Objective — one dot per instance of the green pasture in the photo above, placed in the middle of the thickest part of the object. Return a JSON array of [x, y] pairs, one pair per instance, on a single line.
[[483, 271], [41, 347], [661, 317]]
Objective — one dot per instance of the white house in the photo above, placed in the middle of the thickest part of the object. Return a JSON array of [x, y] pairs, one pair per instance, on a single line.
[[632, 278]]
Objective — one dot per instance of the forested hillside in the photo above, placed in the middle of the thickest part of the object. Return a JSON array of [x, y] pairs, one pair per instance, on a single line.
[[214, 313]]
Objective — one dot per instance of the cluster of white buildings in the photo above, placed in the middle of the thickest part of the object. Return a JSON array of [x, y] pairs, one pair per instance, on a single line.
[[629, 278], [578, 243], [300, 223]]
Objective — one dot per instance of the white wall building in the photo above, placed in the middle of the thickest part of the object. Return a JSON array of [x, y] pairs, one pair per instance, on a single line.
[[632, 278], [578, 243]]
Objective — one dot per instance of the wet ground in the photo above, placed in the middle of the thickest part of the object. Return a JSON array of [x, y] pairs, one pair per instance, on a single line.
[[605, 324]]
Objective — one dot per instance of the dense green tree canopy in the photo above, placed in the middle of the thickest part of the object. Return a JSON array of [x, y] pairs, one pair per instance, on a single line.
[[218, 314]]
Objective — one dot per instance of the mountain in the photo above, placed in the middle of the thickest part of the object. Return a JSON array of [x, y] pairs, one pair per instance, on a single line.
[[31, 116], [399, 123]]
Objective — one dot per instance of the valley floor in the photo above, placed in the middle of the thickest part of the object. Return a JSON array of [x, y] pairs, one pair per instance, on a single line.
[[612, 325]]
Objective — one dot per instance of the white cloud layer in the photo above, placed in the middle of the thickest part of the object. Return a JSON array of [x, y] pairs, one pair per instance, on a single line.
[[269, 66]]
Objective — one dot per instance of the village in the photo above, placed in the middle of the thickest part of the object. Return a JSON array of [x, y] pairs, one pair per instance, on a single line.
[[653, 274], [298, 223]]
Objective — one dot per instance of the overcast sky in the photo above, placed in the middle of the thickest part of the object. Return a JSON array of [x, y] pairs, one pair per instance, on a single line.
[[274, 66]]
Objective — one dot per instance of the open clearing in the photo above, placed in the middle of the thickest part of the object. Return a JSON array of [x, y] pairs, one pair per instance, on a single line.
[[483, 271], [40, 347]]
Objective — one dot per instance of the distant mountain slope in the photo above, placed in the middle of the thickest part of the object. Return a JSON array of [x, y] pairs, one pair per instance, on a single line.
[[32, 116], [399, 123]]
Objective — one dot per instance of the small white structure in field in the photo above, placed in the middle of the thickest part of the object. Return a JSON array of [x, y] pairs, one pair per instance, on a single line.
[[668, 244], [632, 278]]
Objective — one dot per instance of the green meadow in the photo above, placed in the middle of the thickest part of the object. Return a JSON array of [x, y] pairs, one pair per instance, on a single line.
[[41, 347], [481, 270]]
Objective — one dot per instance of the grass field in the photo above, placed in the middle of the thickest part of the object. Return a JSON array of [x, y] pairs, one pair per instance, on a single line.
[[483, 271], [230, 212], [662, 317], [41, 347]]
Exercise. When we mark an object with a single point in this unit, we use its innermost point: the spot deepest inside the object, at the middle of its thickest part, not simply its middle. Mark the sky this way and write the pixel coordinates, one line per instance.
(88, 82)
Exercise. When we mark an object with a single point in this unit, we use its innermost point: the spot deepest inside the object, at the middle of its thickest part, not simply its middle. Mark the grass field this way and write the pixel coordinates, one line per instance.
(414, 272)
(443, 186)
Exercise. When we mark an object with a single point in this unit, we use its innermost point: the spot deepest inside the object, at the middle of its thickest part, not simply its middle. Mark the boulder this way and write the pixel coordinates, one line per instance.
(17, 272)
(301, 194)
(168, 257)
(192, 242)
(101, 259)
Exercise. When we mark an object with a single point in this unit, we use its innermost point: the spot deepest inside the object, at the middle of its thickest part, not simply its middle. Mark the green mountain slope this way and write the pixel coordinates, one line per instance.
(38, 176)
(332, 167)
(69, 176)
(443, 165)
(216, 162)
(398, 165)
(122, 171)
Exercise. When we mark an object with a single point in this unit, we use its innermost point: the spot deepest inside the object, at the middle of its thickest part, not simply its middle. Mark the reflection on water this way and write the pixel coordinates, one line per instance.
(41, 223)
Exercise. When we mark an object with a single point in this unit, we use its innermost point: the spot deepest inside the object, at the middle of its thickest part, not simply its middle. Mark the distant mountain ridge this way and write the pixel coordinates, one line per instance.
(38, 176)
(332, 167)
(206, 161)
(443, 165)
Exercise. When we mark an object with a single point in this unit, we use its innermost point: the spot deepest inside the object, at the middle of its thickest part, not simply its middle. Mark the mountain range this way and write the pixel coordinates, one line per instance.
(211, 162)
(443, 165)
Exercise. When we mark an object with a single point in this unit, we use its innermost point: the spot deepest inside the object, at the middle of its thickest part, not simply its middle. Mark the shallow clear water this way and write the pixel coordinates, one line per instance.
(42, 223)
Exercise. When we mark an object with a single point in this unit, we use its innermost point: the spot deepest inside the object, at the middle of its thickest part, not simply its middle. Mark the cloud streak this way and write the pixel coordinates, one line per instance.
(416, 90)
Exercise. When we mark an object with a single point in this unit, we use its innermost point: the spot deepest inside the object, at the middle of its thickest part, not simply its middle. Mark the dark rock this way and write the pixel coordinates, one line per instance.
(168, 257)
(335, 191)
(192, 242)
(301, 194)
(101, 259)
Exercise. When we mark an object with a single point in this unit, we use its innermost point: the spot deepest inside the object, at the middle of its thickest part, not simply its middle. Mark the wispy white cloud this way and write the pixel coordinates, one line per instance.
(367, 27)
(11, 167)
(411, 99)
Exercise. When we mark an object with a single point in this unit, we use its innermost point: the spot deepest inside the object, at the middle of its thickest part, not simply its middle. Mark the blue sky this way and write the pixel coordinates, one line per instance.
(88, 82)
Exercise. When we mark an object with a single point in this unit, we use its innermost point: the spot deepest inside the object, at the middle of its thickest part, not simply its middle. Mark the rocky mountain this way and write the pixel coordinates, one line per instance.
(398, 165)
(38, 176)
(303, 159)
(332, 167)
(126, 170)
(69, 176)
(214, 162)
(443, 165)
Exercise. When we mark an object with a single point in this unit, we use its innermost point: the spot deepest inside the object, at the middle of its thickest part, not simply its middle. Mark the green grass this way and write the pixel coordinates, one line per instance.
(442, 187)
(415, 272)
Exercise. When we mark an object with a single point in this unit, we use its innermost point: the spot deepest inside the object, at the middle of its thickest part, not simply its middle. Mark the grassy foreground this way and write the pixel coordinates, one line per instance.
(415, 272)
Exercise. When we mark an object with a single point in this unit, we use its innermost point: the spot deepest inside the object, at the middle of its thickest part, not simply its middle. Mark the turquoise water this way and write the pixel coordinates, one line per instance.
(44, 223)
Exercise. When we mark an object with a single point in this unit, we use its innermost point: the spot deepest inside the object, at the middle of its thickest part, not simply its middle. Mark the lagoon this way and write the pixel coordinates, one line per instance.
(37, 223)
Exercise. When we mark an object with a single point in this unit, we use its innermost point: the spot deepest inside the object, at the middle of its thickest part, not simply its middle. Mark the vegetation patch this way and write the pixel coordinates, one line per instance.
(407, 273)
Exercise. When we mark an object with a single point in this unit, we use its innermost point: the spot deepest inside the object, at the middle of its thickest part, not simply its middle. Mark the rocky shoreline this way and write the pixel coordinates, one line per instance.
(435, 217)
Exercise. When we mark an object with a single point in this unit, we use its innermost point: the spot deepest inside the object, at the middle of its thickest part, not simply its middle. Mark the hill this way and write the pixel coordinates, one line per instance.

########################################

**Description of the task**.
Each line of the listing should be printed again, exactly.

**Answer box**.
Objective — one dot per instance of the green pasture in the photo above, placed in the middle of the thickest part of the object. Return a JSON array of [x, y] pairs, one pair per instance, on a single line.
[[483, 271], [41, 347], [661, 317]]
Objective — one dot per instance of the white house in the photo above, placed in the middle of the thickest part of the object. Return a JSON array of [x, y] pairs, one pair per instance, on a single line.
[[632, 278]]
Objective — one dot per instance of the forested hillside in the photo above, placed in the middle of the thickest part of the object. Return a JSON array of [x, y] pairs, one pair per instance, on a single line.
[[214, 313]]
Objective — one dot per instance of the cluster of white buildings in the photo above, placed in the middle of the thickest part of the object. Return a JSON array of [x, y] pairs, one pair per instance, on a single line.
[[629, 278], [578, 243], [300, 223]]
Objective — one dot per instance of the white wall building in the photo above, placed in the middle of the thickest part of the object. Return a JSON array of [x, y] pairs, one pair per instance, on a single line.
[[632, 278], [578, 243]]
Objective — one dot per instance of the wet ground in the photo above, placed in the middle of the thickest part of the object. Return a JSON array of [x, y] pairs, one pair per instance, on a single line.
[[605, 324]]
Objective — one dot per instance of the dense green tree canopy in the photo above, placed in the middle of the thickest part of the object. Return a JSON array of [x, y] pairs, one pair per instance, on a single line.
[[218, 314]]
Objective — one dot per instance of the mountain in the photo above, placed in the middle of the thickest part of the object. Return a JSON array of [x, y] pairs, one pair per instance, on a single line.
[[31, 116], [399, 123]]
Objective — one dot per instance of the valley floor in the photo above, placed in the middle of the thickest part of the object. Return a JSON array of [x, y] pairs, one pair per instance, on a single line.
[[612, 325]]
Objective — one dot per instance of the white cloud layer in the photo above, placed in the middle of the thickest part of the object. Return a JSON array of [x, y] pairs, one pair per instance, on a single line.
[[269, 66]]
Objective — one dot per instance of the village in the photo above, placed in the middle of the thickest part of the object. Return a JSON array of [x, y] pairs, one pair per instance, on a single line.
[[653, 274], [298, 223]]
Objective — one dot per instance of the overcast sky in the photo above, placed in the middle of the thickest part of the object. Return a JSON array of [x, y] pairs, one pair per instance, on a single line.
[[274, 66]]
Objective — one dot per instance of the open clearing in the photo above, placed in the middle of the thickest part of the object. Return a JSON array of [x, y] pairs, one pair per instance, on a single line.
[[483, 271], [40, 347]]
Objective — one dot per instance of the distant mountain slope in the photo above, placed in the middle of the thickest part of the object. Return a JSON array of [x, y] pairs, one pair per instance, on a single line.
[[32, 116], [399, 123]]
Objective — one dot per instance of the small white structure in field in the photo above, placed in the middle of the thickest part of the object. Return a JSON array of [x, y] pairs, one pair per instance, on a single line.
[[668, 244], [632, 278]]
Objective — one dot per instance of the green meadow in the photo above, placed in the middle of the thickest part of the object. Return a JSON array of [x, y] pairs, one pair per instance, on a single line.
[[41, 347], [481, 270]]
Objective — one dot per instance of the grass field in the photo above, placed in the middle of the thickest part of the object. Return a JSON array of [x, y] pairs, one pair per instance, on a single line.
[[483, 271], [230, 212], [662, 317], [41, 347]]
Exercise. When we mark an object with a single point in this unit, we use its innermost point: the spot deepest inside the object, at the middle of its thickest part, not simply its middle. Mark the sky this way and write the pixel coordinates, one line per instance.
(88, 82)
Exercise. When we mark an object with a single point in this unit, we use its innermost point: the spot deepest inside the object, at the middle of its thickest part, not simply its middle. Mark the grass field this way and write the pixel coordinates, one line per instance.
(414, 272)
(443, 186)
Exercise. When we mark an object with a single point in this unit, we use its innermost point: the spot deepest inside the object, at the middle of its thickest part, not simply its middle. Mark the boulder this way and write the pixel coordinates, one line per instance.
(17, 272)
(301, 194)
(168, 257)
(192, 242)
(101, 259)
Exercise. When we mark an object with a single point in this unit, we use its innermost point: the spot deepest inside the object, at the middle of its thickest part, not simply its middle. Mark the green mountain slope this way and write the pixel coordinates, one line per instance.
(38, 176)
(332, 167)
(69, 176)
(443, 165)
(216, 162)
(398, 165)
(122, 171)
Exercise. When we mark an object with a single point in this unit, we use its innermost point: the spot deepest inside the object, at the middle of its thickest part, not simply its middle. Mark the reflection on water this way and write the pixel coordinates, one line per instance.
(41, 223)
Exercise. When we mark an object with a single point in this unit, we use its innermost point: the spot deepest inside the object, at the middle of its thickest part, not simply its middle. Mark the distant mountain ridge this way and write the pixel coordinates, one line per instance.
(38, 176)
(332, 167)
(206, 161)
(443, 165)
Exercise. When we mark an object with a single point in this unit, we use its innermost point: the spot deepest inside the object, at the middle of its thickest part, not simply its middle. Mark the mountain range this way and write the pixel coordinates, one line per instance.
(211, 162)
(443, 165)
Exercise. When we mark an object with a single point in this unit, we use its innermost point: the spot deepest inside the object, at the middle of its thickest part, not simply its middle. Mark the shallow clear water this way and write the pixel coordinates, one line per instance.
(42, 223)
Exercise. When we mark an object with a single point in this unit, we use its innermost point: the spot deepest inside the object, at the middle of its thickest part, not simply its middle. Mark the cloud streak this way and write the pixel coordinates, one line per instance.
(416, 90)
Exercise. When we mark an object with a single point in this unit, we use its innermost point: the spot deepest inside the object, at the middle of its thickest part, not simply its middle. Mark the dark rock this way and write the pixel coordinates, one line per instance.
(168, 257)
(335, 191)
(192, 242)
(301, 194)
(101, 259)
Exercise. When we mark an object with a single point in this unit, we use its innermost point: the spot deepest inside the object, at the middle of its thickest part, not simply its middle. Mark the wispy white cloud this way and write the pixel coordinates, one line per instance.
(367, 27)
(11, 167)
(411, 99)
Exercise. When we mark an object with a single point in this unit, we use its innermost point: the spot deepest inside the object, at the middle of its thickest part, not simply its middle. Mark the blue sky this way and write the pixel coordinates, one line per instance.
(88, 82)
Exercise. When we mark an object with a single point in this unit, we use its innermost point: the spot deepest inside the object, at the middle of its thickest part, not simply its middle. Mark the rocky mountain this way and write the pixel coordinates, one line per instance.
(398, 165)
(38, 176)
(303, 159)
(332, 167)
(126, 170)
(69, 176)
(214, 162)
(443, 165)
Exercise. When we mark an object with a single point in this unit, we use its innermost point: the spot deepest inside the object, at the middle of its thickest part, not simply its middle. Mark the green grass this way and write the pixel coordinates, one line per instance.
(442, 187)
(415, 272)
Exercise. When we mark an object with a single point in this unit, we use its innermost point: the spot deepest inside the object, at the middle of its thickest part, not simply its middle. Mark the grassy foreground this way and write the pixel coordinates, one line per instance.
(415, 272)
Exercise. When we mark an object with a single point in this unit, we use its innermost point: the spot deepest inside the object, at the middle of its thickest part, not simply its middle. Mark the turquoise water this way and write the pixel coordinates, one line per instance.
(44, 223)
Exercise. When we mark an object with a single point in this unit, we use its innermost point: the spot deepest inside the object, at the middle of its thickest part, not simply its middle. Mark the lagoon this way and write the pixel coordinates, one line per instance.
(37, 223)
Exercise. When we mark an object with a single point in this unit, we use its innermost point: the spot deepest inside the object, at the middle of its thickest part, not simply its middle. Mark the vegetation patch this way and write the pixel coordinates, one line per instance.
(407, 273)
Exercise. When we mark an object with a single point in this unit, we use its innermost point: the spot deepest inside the object, at the middle of its thickest part, not simply its middle. Mark the rocky shoreline this way and write the pixel coordinates, one line per instance.
(435, 217)
Exercise. When we mark an object with a single point in this unit, we use its innermost point: the spot deepest inside the object, at the middle of its thickest part, not simply its middle. Mark the hill this way and write the pixel coordinates, one line per instance.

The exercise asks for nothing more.